◆ WRITTEN PROBLEM: Scale the material from the line containing "of the synagogue" through the end of the material, inclusive. Reproduce only those lines, requests unchanged, with every coordinate in the answers multiplied by 0.95 and rounded to a whole number, halves up.

[Stored dataset items]
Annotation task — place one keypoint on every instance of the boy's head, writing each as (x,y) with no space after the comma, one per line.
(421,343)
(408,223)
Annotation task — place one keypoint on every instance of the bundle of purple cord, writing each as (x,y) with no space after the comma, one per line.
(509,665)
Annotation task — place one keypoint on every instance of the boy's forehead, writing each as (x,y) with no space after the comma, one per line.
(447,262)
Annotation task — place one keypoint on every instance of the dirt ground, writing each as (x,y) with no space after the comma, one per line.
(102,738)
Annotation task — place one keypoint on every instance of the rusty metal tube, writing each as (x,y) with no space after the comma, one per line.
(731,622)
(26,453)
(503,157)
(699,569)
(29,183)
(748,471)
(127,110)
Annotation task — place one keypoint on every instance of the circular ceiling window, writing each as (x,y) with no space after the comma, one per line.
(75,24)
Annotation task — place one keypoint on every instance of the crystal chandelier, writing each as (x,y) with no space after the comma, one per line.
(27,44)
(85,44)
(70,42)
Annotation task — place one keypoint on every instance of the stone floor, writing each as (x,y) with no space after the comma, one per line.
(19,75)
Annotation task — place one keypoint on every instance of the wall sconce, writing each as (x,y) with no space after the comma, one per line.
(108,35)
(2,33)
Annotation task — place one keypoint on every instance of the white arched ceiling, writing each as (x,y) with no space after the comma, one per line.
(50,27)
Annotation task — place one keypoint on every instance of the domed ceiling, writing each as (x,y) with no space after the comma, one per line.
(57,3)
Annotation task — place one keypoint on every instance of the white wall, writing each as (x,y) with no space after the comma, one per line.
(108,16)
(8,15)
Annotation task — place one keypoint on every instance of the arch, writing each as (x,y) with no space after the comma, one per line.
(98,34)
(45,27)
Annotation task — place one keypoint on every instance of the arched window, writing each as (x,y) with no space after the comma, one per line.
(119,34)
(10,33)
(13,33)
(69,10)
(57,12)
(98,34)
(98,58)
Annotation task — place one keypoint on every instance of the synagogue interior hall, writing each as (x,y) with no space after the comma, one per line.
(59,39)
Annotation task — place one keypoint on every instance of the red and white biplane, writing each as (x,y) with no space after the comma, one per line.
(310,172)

◆ TASK RESPONSE:
Annotation task — place one keypoint on every instance of the synagogue interior hall, writing each as (x,y) with no space after the comma, one per line.
(56,37)
Annotation task — place one keypoint on every instance of the red and white biplane, writing each as (x,y) with no space after the comma, one per line.
(295,163)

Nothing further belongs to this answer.